- **EXERCISE**: Where a line of the material contains the string "negative", copy that line.

━━━━━━━━━━━━━━━━━━━━

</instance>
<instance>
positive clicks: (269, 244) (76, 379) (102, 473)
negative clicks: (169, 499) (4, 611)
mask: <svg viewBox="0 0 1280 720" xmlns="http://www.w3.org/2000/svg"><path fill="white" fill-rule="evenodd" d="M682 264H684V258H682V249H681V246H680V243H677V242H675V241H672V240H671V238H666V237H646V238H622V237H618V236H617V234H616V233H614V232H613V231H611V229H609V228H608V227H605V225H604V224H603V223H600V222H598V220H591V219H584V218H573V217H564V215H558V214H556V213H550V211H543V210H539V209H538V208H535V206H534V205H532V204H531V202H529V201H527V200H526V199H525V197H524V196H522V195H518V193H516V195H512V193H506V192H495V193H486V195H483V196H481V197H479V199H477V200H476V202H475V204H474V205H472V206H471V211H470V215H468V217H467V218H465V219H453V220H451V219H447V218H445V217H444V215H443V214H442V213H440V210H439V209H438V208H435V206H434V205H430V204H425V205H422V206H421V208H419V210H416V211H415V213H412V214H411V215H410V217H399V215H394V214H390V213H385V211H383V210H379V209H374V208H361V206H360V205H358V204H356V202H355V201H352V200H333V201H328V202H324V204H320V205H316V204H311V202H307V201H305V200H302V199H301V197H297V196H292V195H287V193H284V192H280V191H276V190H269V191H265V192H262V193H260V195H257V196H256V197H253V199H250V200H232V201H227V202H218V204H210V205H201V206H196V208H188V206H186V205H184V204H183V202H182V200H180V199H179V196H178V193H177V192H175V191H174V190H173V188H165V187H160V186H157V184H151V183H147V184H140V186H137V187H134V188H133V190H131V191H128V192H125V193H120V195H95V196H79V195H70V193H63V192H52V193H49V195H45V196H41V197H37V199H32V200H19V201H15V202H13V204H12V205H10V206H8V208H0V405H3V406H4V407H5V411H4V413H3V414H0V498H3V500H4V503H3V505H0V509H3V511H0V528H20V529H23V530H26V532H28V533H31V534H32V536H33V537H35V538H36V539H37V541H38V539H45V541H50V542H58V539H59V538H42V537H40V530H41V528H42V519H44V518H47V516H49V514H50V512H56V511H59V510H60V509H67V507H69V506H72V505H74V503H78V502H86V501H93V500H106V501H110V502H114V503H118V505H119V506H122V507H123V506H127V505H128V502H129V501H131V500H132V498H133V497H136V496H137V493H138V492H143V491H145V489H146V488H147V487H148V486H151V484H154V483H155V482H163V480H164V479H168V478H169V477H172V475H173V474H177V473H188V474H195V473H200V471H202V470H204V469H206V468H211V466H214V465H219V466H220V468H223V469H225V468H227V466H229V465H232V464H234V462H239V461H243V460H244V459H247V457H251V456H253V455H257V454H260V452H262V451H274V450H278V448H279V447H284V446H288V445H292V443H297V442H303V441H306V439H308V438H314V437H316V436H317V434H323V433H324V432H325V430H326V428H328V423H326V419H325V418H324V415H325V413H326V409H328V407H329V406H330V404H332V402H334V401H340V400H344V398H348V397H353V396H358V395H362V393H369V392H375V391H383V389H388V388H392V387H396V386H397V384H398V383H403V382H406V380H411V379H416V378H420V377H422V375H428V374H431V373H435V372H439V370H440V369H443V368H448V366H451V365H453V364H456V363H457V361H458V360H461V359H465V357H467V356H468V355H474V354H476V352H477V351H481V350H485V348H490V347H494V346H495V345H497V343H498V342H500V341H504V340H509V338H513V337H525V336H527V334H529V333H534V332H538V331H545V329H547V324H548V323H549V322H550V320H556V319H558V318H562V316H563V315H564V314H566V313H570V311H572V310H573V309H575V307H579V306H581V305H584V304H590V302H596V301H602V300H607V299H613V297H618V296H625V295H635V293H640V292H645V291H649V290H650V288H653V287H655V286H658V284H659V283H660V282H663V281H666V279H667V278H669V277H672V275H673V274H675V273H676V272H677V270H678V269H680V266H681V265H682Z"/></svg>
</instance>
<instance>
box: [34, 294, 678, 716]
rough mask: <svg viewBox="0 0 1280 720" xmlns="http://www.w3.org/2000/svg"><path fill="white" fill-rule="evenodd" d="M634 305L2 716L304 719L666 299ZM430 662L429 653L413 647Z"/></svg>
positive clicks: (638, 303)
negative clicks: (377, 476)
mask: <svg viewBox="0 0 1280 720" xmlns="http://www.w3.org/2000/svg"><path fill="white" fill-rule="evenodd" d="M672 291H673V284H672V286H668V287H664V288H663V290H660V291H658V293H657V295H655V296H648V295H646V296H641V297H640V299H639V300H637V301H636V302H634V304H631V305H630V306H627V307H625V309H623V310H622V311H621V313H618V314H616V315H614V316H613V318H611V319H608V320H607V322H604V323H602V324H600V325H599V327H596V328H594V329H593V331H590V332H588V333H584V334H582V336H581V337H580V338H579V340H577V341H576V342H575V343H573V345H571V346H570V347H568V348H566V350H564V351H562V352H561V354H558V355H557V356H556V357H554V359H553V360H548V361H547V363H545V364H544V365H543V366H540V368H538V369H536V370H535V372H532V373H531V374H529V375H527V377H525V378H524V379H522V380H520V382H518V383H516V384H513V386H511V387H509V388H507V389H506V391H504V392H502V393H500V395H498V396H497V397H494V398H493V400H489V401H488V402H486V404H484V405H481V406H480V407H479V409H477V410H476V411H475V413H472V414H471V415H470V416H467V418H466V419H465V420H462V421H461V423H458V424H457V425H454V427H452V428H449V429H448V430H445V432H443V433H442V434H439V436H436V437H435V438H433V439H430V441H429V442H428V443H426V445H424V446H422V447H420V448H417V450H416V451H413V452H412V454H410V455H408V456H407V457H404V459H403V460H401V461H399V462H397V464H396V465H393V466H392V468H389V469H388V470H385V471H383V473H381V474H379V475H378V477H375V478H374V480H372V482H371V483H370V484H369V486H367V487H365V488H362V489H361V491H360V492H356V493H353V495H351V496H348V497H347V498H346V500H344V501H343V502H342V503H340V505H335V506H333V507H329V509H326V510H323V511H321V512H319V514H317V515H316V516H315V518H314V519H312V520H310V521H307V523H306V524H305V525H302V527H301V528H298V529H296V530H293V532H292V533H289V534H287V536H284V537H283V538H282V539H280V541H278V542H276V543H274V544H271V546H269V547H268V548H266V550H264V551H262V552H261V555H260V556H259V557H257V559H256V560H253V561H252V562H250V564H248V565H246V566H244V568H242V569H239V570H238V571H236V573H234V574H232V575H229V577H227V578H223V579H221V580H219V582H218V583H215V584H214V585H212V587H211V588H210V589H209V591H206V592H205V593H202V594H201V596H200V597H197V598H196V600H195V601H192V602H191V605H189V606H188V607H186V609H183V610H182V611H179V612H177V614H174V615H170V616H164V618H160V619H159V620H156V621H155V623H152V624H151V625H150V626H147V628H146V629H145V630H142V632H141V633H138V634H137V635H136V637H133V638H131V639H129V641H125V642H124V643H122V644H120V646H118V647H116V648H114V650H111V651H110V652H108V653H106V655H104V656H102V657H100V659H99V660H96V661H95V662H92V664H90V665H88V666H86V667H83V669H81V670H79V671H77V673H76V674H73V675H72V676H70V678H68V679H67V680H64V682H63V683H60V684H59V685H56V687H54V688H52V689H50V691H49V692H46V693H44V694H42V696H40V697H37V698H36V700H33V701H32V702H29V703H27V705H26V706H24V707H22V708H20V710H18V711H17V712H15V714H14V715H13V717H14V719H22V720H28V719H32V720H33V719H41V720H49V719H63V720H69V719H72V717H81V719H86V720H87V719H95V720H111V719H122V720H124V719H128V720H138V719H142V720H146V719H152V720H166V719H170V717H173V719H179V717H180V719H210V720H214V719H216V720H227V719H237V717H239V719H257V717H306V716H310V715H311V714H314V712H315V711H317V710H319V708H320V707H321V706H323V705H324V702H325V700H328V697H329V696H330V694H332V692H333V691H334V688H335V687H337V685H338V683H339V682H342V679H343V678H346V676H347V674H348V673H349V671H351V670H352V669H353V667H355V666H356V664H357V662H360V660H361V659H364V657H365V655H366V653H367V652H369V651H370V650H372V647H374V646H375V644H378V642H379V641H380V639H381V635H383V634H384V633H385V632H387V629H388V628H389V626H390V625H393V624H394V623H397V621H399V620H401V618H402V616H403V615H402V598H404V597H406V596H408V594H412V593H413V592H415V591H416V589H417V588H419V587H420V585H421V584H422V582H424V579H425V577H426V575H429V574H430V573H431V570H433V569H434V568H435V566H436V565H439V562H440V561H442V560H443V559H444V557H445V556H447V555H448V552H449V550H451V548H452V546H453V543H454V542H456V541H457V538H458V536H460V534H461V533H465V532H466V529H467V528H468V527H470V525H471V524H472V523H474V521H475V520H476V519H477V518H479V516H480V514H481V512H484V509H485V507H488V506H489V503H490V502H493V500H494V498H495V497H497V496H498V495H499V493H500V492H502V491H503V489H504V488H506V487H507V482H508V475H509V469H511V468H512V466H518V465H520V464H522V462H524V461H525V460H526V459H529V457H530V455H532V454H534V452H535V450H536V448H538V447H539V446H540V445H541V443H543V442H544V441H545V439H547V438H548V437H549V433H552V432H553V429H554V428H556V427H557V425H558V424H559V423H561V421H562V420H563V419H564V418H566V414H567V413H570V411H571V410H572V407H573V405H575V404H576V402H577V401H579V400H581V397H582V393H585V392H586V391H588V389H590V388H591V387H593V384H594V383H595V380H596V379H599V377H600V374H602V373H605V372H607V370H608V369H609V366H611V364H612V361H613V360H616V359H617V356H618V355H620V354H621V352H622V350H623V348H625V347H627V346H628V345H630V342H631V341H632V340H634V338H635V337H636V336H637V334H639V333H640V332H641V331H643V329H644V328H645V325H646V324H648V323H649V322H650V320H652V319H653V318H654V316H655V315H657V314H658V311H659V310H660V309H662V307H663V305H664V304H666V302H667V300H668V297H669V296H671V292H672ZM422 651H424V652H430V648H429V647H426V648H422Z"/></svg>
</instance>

━━━━━━━━━━━━━━━━━━━━

- **WRITTEN ANSWER**:
negative clicks: (169, 499) (4, 611)
negative clicks: (377, 476)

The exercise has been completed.